[Data supplied]:
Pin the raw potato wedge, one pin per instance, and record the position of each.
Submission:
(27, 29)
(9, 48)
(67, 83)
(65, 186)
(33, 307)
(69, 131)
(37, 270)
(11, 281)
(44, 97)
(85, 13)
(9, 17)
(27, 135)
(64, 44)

[Exercise directions]: Reproduce every line of the records, requests included, and shift each coordinate in the answers by -10.

[Exercise output]:
Pin the raw potato wedge, one pin per instance, and record the position of each.
Submission:
(17, 19)
(-1, 38)
(57, 73)
(55, 176)
(23, 297)
(59, 121)
(27, 260)
(1, 271)
(34, 87)
(75, 3)
(-1, 7)
(17, 125)
(54, 34)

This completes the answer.